» **Document**
══════

Can I read non-code files in a Python Zip archive?

I have a Python application in a directory dir. This directory has a __main__.py file and several data files that are read by the application using open(...,'r'). Without editing the code, it it possible to bundle the code and data files into a single zip file and execute it using something like python app.pyz
My goal is to share the file and data easily.
Running the application using python dir works fine.
If I make a zip file using python -m zipfile -c app.pyz dir/*, the resulting application will run but cannot read the files. This makes sense.
I can ask the customers to unzip the compressed folder before running or I could embed the files as strings within the code. That said, I'm curious of this can be avoided.
Can I bundle code and data into one file?
As of Python 3.9 you can use importlib.resources from the standard library. This module uses Python's import machinery to resolve the paths of data files as though they were modules inside a package.
Create a new package inside dir. Let's call it data. Make sure it has an __init__.py.
Add your data files to data. Let's say you added a text file text.txt and a binary file binary.dat.
Now from your __main__.py script or any part of your code with access to the module data, you can access files inside that package like so:
To read text.txt to memory as a string:
txt_file = importlib.resources.files("data").joinpath("text.txt").read_text(encoding="utf-8")
To read binary.dat to memory as bytes:
bin_file = importlib.resources.files("data").joinpath("binary.dat").read_bytes()
To open any file:
path = importlib.resources.files("data").joinpath("text.txt")
with path.open("rt", encoding="utf-8") as file:
lines = file.readlines()
# As streams:
textio_stream = importlib.resources.files("data").joinpath("text.txt").open("rt", encoding="utf-8")
bytesio_stream = importlib.resources.files("data").joinpath("binary.dat").open("rb")
If something requires an actual real file on the filesystem, or you simply want to wrap zipapp compatibility over existing code (e.g. with open()) without having to modify it:
# Old, incompatible with zipfiles.
file_path = "data/text.txt"
with open(file_path, "rt", encoding="utf-8") as file:
lines = file.readlines()
# New, compatible with zipfiles.
file_path = importlib.resources.files("data").joinpath("text.txt")
# If file is inside a zipfile, unzips it in a temporary file, then
# destroys it once the context manager closes. Otherwise, reads the file normally.
with importlib.resources.as_file(file_path) as path:
with open(path, "rt", encoding="utf-8") as file:
lines = file.readlines()
# Since it is a context manager, you can even store it like this:
file_path = importlib.resources.files("data").joinpath("text.txt")
real_path = importlib.resources.as_file(file_path)
with real_path as path:
with open(path, "rt", encoding="utf-8") as file:
lines = file.readlines()
The Traversable objects returned from importlib.resources functions can be mixed with Path objects using as_posix, since joinpath requires posix separators:
file_path = pathlib.Path("subdirectory", "text.txt")
txt_file = importlib.resources.files("data").joinpath(file_path.as_posix()).read_text(encoding="utf-8")
You can use slashes to grow a Traversable, just like pathlib.Path objects:
resources_root = importlib.resources.files("data")
text_path = resources_root / "text.txt"
bin_file = (resources_root / "subdirectory" / "bin.dat").read_bytes()

══════

» **Requirement**
In the thread on reading data files from a Python zip archive, starting with which Python version does it say importlib.resources can be used?

» **Data extract**
══════

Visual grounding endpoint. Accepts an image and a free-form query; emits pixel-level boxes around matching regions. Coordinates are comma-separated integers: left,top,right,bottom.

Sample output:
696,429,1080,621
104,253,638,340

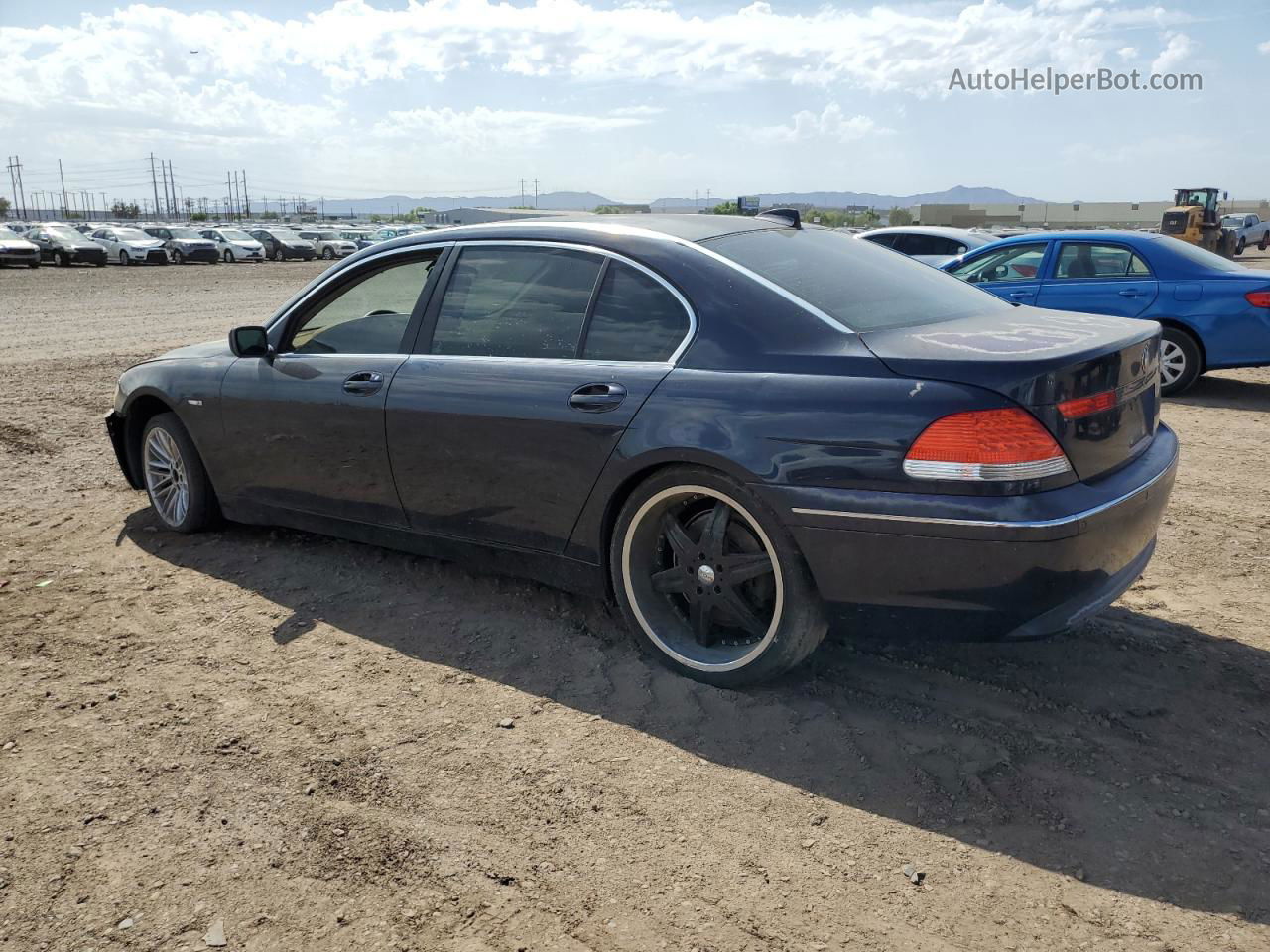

══════

» **Problem solution**
Python 3.9